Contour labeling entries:
━━━━━━━━
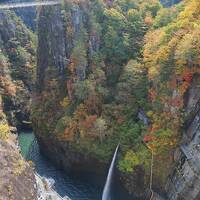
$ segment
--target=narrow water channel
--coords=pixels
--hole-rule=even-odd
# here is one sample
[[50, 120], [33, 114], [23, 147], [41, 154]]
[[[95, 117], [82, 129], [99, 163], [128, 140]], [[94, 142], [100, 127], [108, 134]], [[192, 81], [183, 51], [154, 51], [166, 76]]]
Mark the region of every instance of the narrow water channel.
[[68, 196], [72, 200], [100, 200], [102, 188], [80, 179], [66, 175], [63, 171], [56, 169], [51, 162], [45, 159], [40, 152], [33, 132], [21, 132], [19, 144], [22, 155], [27, 160], [32, 160], [37, 173], [45, 178], [55, 181], [54, 189], [62, 197]]
[[[90, 182], [90, 175], [87, 175], [88, 179], [85, 178], [85, 174], [74, 177], [57, 169], [40, 153], [32, 131], [20, 132], [19, 145], [24, 158], [33, 161], [36, 172], [54, 181], [54, 189], [60, 196], [68, 196], [71, 200], [101, 200], [104, 183], [99, 186]], [[112, 186], [114, 182], [112, 181]], [[112, 200], [133, 200], [121, 186], [113, 187], [111, 195]]]

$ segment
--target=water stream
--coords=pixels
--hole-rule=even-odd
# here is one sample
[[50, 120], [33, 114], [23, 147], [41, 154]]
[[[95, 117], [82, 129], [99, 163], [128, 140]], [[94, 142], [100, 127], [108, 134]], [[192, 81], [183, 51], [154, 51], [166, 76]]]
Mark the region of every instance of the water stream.
[[[19, 145], [21, 153], [27, 160], [32, 160], [36, 172], [47, 179], [53, 180], [54, 190], [61, 196], [68, 196], [71, 200], [101, 200], [103, 191], [103, 182], [100, 185], [91, 182], [91, 175], [83, 174], [71, 176], [64, 171], [57, 169], [50, 161], [40, 154], [39, 146], [32, 131], [20, 132]], [[112, 197], [112, 200], [133, 200], [123, 191], [121, 186], [115, 186], [115, 176], [113, 176], [114, 163], [117, 149], [110, 166], [107, 177], [107, 185], [104, 189], [106, 195]], [[85, 178], [87, 176], [87, 179]], [[106, 177], [105, 177], [106, 179]], [[111, 184], [111, 180], [112, 184]], [[112, 187], [111, 187], [112, 185]], [[104, 198], [103, 200], [108, 200]]]
[[27, 160], [32, 160], [35, 164], [36, 172], [48, 179], [53, 179], [54, 189], [62, 197], [68, 196], [72, 200], [100, 200], [102, 188], [80, 179], [75, 179], [66, 175], [62, 170], [58, 170], [54, 165], [45, 159], [40, 152], [33, 132], [21, 132], [19, 134], [19, 144], [22, 155]]
[[106, 184], [103, 189], [102, 200], [111, 200], [111, 186], [112, 186], [113, 173], [114, 173], [114, 167], [115, 167], [115, 161], [116, 161], [118, 149], [119, 149], [119, 144], [116, 147], [115, 153], [112, 158], [112, 162], [110, 164], [108, 176], [106, 179]]

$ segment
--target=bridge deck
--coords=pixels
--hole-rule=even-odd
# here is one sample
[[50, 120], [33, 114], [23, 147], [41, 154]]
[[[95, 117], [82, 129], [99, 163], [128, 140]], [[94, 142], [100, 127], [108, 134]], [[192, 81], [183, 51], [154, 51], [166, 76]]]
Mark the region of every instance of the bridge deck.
━━━━━━━━
## Goal
Reproduce the lines above verbatim, leaving out the pictures.

## The answer
$ segment
--target=narrow water channel
--coords=pixels
--hole-rule=even-odd
# here is one sample
[[50, 120], [33, 114], [23, 147], [41, 154]]
[[[95, 117], [82, 129], [99, 163], [128, 140]], [[94, 142], [100, 127], [108, 134]], [[192, 81], [183, 51], [154, 51], [166, 76]]]
Mark the region of every instance of the narrow water channel.
[[68, 196], [72, 200], [100, 200], [102, 188], [80, 179], [66, 175], [63, 171], [56, 169], [51, 162], [45, 159], [40, 152], [33, 132], [21, 132], [19, 144], [22, 155], [27, 160], [32, 160], [37, 173], [45, 178], [55, 181], [54, 189], [62, 197]]
[[[90, 182], [90, 175], [87, 175], [88, 179], [85, 178], [85, 174], [74, 177], [57, 169], [40, 153], [32, 131], [20, 132], [19, 145], [24, 158], [33, 161], [36, 172], [54, 181], [54, 189], [60, 196], [68, 196], [71, 200], [101, 200], [104, 183], [99, 186]], [[112, 186], [114, 182], [112, 181]], [[112, 200], [133, 200], [121, 186], [113, 187], [111, 195]]]

$ segment
--target=water stream
--coords=pixels
--hole-rule=even-odd
# here is one sample
[[50, 120], [33, 114], [23, 147], [41, 154]]
[[[95, 117], [82, 129], [99, 163], [128, 140]], [[94, 142], [100, 127], [108, 134]], [[192, 81], [183, 51], [154, 51], [166, 76]]]
Mark the region of every instance of the water stream.
[[[19, 145], [21, 153], [27, 160], [32, 160], [36, 172], [47, 179], [53, 180], [54, 190], [61, 196], [68, 196], [71, 200], [101, 200], [103, 191], [103, 182], [100, 185], [91, 182], [91, 175], [83, 174], [71, 176], [64, 171], [57, 169], [50, 161], [40, 154], [39, 146], [32, 131], [20, 132]], [[112, 197], [112, 200], [133, 200], [123, 191], [121, 186], [115, 186], [115, 176], [113, 176], [114, 163], [117, 149], [110, 166], [107, 177], [107, 185], [104, 189], [106, 195]], [[85, 178], [87, 176], [87, 179]], [[106, 177], [105, 177], [106, 179]], [[111, 184], [111, 180], [112, 184]], [[112, 187], [111, 187], [112, 185]], [[104, 198], [103, 200], [108, 200]]]
[[27, 160], [32, 160], [35, 164], [36, 172], [48, 179], [53, 179], [54, 189], [62, 197], [68, 196], [72, 200], [100, 200], [102, 188], [80, 179], [75, 179], [66, 175], [62, 170], [58, 170], [54, 165], [45, 159], [40, 152], [33, 132], [21, 132], [19, 134], [19, 144], [22, 155]]
[[106, 184], [103, 189], [102, 200], [111, 200], [111, 186], [112, 186], [113, 173], [114, 173], [114, 167], [115, 167], [115, 161], [116, 161], [118, 149], [119, 149], [119, 144], [116, 147], [115, 153], [112, 158], [112, 162], [110, 164], [108, 176], [106, 179]]

$ segment
--target=bridge deck
--coords=pixels
--hole-rule=even-odd
# here is one sample
[[50, 120], [33, 114], [23, 147], [41, 154]]
[[[95, 117], [82, 129], [99, 163], [128, 140]], [[94, 142], [100, 127], [108, 134]], [[192, 81], [183, 51], [154, 51], [166, 76]]]
Mark the region of every instance of the bridge deck.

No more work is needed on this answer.